Give only the number of lines in the data that include the string "object".
*** Material for this task Section Begins ***
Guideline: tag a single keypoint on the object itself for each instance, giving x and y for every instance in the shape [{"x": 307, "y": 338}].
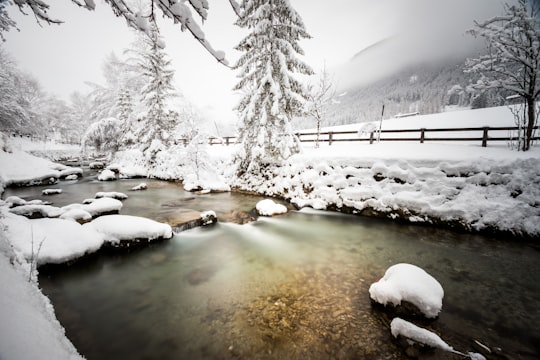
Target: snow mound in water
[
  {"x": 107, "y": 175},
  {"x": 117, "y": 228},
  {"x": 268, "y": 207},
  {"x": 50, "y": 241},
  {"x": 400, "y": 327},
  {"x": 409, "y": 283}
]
*** Material for this task Section Ends ***
*** Material for this task Section Begins ***
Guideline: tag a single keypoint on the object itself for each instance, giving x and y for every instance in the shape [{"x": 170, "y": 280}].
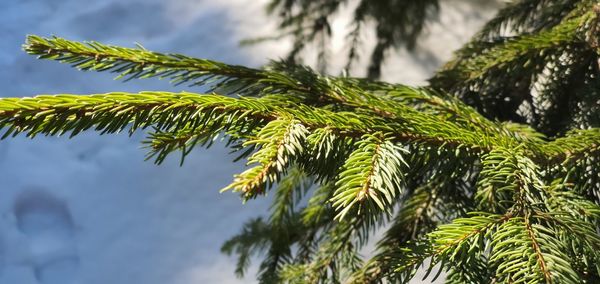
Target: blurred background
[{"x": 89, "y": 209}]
*** Material for this task Section Ends ***
◆ Response to this exercise ◆
2